▸ **Passage**:
# Mapmaking Discussion & Philosophy (WIP/Critique) > 3D modeling (map elements and height maps) >  Arcana is doing Sketchup Work?  What?!?!?!

## Robbie

Check it out everyone!  I meant to post this a LONG time ago...but I never got around to it...but off and on I've been using Sketchup to model some buildings here in Florida.  My initial plan was to totally 3d model the Naval Air Station I work at, but I haven't been able to spend as much time as I'd like.  So far I've modelled (and gotten approved by Google) 3 buildings on Pensacola NAS, and am awaiting approval on my first downtown Pensacola building.

My models:
http://sketchup.google.com/3dwarehou...6650&scoring=m

If you load up Google Earth and zoom down to Pensacola Naval Air Station (Home of the Navy Blue Angels) you'll see that I've modelled the Naval Aviation Museum, the Naval Survival Training Center (where I work and am writing this now), and the small HR building next to my building.  Anyone else done any Google Earth modelling?

The NAS will eventually be exported to the flight simulator btw...so this is work related.

----------


## tilt

very nice... I tried it once for my own house, but couldn't get it to work properly without reading the manual - so it never got done  :Wink:

----------


## mearrin69

Those are sweet! Nice work. I can do a little 3D modeling but I've never really grokked Sketchup.  :Smile: 
M

edit: Weird. I was going to rep you but I can't get the rep box. I can see its title bar but the rest of it seems to 'disappear' behind Tilt's post box...

----------


## Daelin

Can you submit models to Google Earth, and they'll include them in the app? I did not know that. But, of course, it'd make sense, given how many buildings there are in the world... And do you get credit for it, somehow?

▸ **Work to complete**: Please continue the forum thread about modeling buildings in SketchUp for Google Earth, starting after its last post.

[Coordinate annotation records]
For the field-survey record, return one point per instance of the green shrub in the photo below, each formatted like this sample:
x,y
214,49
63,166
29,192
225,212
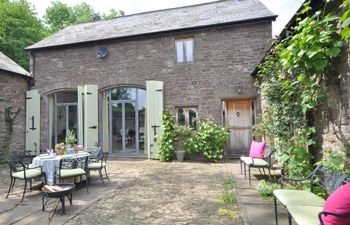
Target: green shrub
x,y
227,199
229,184
209,139
228,213
265,188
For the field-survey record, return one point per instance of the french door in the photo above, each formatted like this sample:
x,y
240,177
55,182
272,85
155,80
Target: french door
x,y
66,119
124,125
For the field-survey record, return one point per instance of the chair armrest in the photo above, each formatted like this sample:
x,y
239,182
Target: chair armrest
x,y
283,178
331,213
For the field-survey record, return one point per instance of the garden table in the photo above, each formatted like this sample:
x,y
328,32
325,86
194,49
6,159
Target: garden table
x,y
51,163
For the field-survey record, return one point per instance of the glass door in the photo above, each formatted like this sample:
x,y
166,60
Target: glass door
x,y
66,119
117,126
131,136
124,127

▸ **Answer**:
----------


## Coyotemax

I did my house in sketchup and linked it into google earth - but as a local file, I did not submit it for inclusion  :Smile:   I would have, but it has approx 2 megs in texture files - it was a surprise for my wife and I didn't want to skimp on the detail.  I had a link to a kmz file somewhere around here but I can't find the link in the forums right now (I can figure out where it is if anyone really wants).

----------


## Robbie

yup, go to the google 3d warehouse.  There's all kinds of information about modeling for inclusion into Google Earth.  They've tightened their restrictions though to include a quality control check...They refuse untextured models, and models with z-fighting and geometry that's not visible, such as internal geometry that should be deleted.

----------


## NeonKnight

Cool....very cool!

----------


## RobA

> yup, go to the google 3d warehouse.  There's all kinds of information about modeling for inclusion into Google Earth.  They've tightened their restrictions though to include a quality control check...They refuse untextured models, and models with z-fighting and geometry that's not visible, such as internal geometry that should be deleted.


Not just Google earth... Now Google Maps has a 3D view that pulls in buildings, too.

-Rob A>

----------


## Steel General

Cool stuff Robbie! 

I just don't have the patience for the 3D modeling stuff and am envious of those who do.  :Smile:

----------


## melissasawin

i don't get it

----------


## moutarde

Pretty sure melissawin and melissafett are bots.

----------


## Ascension

I've been thinking the same but there's no spam so I can't do anything.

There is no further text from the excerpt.